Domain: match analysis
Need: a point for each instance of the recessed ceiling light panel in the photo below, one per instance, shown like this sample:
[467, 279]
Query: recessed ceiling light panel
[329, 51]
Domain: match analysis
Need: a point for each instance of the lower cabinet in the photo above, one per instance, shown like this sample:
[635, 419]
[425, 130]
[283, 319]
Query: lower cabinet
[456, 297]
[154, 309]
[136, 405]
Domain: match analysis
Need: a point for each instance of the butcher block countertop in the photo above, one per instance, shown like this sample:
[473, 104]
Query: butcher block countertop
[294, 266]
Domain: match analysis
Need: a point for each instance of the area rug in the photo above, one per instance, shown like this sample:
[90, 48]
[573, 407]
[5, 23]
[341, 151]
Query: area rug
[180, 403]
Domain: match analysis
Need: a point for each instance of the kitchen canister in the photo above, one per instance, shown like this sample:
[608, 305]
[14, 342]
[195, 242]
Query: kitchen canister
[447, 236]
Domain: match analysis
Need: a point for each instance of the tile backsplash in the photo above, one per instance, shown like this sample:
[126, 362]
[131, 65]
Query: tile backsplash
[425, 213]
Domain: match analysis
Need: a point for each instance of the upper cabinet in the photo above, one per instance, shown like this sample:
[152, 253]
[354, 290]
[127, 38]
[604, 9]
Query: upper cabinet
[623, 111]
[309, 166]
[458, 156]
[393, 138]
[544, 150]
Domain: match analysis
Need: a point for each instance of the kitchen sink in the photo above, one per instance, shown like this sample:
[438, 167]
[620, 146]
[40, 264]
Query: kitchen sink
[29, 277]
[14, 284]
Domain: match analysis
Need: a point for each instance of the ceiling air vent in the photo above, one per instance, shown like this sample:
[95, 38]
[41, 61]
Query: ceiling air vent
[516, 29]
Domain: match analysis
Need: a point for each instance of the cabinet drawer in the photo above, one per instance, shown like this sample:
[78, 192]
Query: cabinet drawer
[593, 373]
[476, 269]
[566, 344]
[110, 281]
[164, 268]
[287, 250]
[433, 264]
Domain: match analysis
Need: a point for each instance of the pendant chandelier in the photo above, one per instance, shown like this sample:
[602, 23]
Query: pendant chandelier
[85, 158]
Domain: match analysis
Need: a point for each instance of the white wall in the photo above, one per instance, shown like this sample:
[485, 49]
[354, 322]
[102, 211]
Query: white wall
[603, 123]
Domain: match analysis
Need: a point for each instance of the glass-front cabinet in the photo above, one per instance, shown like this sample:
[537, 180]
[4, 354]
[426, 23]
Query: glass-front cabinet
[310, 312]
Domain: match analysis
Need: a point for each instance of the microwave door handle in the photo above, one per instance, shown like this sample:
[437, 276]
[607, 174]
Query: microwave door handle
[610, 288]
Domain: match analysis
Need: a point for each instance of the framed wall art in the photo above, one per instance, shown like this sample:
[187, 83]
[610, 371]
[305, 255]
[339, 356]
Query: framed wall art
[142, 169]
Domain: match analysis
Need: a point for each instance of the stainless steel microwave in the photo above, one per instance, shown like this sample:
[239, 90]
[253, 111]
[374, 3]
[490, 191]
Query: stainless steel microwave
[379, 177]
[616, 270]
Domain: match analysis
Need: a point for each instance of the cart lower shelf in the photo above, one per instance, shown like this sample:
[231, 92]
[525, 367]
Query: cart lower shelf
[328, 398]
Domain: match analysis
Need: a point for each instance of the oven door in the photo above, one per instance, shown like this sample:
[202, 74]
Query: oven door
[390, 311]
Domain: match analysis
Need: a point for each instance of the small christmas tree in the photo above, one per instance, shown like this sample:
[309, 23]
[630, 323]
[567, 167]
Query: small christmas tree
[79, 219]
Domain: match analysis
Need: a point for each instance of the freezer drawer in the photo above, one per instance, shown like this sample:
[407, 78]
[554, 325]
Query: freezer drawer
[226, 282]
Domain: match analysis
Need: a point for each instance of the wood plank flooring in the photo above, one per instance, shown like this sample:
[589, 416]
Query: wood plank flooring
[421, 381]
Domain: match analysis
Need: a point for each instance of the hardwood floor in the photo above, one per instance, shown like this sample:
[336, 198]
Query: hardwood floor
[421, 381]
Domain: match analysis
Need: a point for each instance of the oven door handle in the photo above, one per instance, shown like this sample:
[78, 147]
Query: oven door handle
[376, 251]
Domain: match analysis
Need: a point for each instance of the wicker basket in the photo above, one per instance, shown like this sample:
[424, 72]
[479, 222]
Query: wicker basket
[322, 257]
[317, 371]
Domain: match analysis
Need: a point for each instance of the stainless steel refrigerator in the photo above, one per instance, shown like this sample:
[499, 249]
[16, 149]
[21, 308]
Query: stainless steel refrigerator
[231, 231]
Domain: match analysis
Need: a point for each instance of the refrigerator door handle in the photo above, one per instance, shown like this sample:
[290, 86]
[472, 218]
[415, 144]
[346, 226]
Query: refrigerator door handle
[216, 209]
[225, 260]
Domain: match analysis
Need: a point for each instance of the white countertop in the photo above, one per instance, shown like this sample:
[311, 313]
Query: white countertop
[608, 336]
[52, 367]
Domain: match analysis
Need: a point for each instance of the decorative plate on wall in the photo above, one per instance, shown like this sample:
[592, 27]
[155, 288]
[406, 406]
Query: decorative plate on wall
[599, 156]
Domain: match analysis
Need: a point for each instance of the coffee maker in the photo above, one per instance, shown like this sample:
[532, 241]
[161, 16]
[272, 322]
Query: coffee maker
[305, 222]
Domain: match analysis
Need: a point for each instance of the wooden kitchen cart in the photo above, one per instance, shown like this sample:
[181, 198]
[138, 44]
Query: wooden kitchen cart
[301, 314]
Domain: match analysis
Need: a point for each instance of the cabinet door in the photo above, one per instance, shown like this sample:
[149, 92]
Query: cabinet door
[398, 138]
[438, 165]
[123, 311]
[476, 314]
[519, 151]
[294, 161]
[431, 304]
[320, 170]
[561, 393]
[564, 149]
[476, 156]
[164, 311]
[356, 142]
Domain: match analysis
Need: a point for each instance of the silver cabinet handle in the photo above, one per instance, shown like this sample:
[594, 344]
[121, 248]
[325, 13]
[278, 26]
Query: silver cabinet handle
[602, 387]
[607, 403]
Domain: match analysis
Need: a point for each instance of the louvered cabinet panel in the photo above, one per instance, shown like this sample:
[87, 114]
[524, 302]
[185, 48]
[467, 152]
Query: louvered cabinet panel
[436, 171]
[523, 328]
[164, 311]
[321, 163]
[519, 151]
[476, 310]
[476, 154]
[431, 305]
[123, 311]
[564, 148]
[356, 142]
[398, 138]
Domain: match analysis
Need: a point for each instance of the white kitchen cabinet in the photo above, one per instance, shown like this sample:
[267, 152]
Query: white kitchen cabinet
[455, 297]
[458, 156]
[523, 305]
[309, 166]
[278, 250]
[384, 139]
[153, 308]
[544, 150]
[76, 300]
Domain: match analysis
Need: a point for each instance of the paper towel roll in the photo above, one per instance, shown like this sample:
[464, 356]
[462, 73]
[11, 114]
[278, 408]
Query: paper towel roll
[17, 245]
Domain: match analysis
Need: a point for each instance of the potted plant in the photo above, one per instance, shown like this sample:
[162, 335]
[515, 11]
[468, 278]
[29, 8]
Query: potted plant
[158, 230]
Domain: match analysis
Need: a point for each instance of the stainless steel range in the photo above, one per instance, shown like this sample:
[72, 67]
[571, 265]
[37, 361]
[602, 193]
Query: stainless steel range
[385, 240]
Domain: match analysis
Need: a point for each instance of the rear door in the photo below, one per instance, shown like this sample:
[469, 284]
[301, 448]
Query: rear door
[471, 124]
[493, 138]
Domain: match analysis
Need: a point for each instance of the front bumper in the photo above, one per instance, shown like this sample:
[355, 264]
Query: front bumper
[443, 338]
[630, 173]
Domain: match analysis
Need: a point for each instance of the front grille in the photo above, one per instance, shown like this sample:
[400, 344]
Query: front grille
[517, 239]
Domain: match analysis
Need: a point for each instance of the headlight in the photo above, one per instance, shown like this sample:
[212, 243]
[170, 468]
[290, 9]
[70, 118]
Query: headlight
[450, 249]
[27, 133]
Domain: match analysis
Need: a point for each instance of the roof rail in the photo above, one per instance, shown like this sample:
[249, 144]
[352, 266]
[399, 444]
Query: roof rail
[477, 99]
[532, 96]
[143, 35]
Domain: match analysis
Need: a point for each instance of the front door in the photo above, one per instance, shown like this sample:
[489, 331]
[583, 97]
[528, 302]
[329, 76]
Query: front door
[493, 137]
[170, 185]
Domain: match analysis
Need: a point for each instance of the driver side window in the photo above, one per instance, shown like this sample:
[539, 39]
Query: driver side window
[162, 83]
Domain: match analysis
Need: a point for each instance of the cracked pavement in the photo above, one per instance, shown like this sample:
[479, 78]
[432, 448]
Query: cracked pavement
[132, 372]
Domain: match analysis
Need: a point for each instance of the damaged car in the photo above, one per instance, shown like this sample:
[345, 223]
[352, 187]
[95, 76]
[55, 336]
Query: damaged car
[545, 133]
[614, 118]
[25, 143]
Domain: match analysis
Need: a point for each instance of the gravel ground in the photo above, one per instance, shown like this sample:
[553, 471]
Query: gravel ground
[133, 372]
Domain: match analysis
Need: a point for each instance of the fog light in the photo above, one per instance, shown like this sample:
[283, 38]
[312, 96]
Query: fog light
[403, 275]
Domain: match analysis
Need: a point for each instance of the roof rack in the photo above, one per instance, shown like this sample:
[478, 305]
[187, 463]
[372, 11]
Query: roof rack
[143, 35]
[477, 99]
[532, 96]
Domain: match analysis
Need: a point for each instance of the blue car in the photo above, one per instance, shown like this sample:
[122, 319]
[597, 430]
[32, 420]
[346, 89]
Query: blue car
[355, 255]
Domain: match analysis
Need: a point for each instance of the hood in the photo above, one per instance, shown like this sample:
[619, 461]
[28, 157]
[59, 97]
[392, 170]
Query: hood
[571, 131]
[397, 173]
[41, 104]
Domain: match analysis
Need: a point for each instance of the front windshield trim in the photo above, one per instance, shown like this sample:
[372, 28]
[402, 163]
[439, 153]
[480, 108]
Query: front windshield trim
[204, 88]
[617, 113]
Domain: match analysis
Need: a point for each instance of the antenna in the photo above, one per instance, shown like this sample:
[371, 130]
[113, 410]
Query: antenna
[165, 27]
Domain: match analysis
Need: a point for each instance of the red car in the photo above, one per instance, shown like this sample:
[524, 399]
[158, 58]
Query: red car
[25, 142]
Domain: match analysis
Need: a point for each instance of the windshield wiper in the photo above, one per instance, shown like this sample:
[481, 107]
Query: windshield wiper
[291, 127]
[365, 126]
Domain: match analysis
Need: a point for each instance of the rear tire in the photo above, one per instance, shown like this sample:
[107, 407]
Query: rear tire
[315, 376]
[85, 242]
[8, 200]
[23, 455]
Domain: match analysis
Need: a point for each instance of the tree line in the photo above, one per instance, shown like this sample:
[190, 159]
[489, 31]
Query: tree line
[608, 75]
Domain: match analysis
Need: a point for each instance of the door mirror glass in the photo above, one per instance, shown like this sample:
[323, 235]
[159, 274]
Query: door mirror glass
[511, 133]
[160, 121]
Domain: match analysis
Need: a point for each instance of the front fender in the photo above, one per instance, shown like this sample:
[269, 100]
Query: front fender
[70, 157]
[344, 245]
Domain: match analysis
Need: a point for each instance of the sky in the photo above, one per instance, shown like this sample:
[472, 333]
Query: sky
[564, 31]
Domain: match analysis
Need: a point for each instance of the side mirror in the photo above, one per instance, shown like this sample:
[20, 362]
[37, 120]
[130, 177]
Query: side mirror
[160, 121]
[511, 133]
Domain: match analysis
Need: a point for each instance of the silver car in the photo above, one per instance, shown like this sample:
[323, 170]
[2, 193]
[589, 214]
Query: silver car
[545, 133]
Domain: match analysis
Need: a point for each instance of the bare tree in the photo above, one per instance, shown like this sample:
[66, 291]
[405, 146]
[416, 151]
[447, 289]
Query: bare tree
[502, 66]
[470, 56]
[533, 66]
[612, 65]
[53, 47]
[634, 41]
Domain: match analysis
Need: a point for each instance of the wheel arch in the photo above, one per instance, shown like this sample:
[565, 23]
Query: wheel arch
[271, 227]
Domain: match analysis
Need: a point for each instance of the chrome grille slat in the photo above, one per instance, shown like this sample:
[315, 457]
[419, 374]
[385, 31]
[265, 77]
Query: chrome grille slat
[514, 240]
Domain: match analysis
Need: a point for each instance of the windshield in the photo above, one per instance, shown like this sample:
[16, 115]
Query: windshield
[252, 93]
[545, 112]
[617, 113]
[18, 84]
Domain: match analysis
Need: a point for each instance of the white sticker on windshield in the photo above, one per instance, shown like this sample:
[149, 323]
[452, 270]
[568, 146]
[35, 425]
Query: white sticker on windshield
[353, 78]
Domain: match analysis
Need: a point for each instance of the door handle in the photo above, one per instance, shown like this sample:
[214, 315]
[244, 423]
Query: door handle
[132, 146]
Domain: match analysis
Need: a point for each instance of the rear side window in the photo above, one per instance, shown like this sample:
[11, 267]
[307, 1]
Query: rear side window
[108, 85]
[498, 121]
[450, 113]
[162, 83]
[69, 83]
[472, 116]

EXERCISE AIM
Collect every line of the listing above that contains the word "butcher", treating uppercase and lowercase as different.

TASK RESULT
Need: a point for each instance of the butcher block countertop in the photo above, one per instance, shown like this sample:
Query: butcher block countertop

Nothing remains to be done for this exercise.